*** INPUT DATA ***

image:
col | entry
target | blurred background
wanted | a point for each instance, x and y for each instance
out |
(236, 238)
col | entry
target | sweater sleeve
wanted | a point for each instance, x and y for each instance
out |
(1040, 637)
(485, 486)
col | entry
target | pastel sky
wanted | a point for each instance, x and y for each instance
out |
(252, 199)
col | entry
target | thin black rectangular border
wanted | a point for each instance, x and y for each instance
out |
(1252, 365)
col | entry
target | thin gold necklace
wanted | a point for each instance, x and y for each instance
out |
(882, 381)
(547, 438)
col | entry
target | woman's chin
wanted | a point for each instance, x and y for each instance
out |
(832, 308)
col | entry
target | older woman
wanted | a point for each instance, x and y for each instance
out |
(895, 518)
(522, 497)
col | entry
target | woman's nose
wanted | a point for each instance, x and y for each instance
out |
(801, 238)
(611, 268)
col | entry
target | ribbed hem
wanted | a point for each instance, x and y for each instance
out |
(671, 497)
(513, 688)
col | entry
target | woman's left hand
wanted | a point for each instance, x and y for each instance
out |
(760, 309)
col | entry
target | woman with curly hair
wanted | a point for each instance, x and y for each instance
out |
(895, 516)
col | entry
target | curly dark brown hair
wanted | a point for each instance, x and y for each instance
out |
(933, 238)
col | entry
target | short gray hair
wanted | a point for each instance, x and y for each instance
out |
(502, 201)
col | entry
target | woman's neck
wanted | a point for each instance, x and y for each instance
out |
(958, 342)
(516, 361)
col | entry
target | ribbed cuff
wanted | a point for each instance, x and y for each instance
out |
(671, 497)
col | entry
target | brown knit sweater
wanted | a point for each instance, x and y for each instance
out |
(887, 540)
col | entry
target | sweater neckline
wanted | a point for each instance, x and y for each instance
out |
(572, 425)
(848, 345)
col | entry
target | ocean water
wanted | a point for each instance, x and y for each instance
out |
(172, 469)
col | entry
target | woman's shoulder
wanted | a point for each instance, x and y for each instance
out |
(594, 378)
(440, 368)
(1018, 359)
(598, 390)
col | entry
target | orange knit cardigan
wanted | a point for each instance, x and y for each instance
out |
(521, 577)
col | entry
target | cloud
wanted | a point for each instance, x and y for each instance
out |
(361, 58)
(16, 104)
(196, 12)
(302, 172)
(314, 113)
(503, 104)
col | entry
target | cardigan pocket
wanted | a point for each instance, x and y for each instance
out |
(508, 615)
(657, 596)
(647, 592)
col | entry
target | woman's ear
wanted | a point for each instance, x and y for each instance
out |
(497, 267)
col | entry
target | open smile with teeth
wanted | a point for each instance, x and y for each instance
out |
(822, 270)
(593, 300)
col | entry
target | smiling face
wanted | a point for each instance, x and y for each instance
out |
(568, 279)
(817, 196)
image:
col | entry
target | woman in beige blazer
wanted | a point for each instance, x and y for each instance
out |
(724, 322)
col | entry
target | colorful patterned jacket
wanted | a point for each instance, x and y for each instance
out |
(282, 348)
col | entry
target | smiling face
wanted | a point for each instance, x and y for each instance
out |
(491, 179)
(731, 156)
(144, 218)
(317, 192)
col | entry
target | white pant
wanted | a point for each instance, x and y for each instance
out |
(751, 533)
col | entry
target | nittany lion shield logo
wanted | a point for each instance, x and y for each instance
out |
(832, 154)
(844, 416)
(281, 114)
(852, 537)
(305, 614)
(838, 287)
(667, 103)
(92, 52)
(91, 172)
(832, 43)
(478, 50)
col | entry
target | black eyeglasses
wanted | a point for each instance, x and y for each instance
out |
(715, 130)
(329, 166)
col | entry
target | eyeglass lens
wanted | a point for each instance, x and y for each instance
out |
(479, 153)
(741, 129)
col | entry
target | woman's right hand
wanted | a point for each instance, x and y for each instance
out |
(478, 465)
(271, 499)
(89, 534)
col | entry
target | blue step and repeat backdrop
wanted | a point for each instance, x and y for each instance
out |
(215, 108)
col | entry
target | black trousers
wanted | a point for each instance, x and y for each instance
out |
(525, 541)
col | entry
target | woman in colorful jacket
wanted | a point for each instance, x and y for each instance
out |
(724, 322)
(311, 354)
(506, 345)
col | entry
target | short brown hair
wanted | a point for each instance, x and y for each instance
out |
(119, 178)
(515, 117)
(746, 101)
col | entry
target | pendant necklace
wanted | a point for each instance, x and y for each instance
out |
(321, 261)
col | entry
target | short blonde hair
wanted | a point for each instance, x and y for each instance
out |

*** End of INPUT DATA ***

> _PROBLEM DETAILS_:
Whenever the word "colorful" occurs in a line of the listing above, return that line.

> _SOLUTION BELOW_:
target | colorful patterned jacket
target | woman in colorful jacket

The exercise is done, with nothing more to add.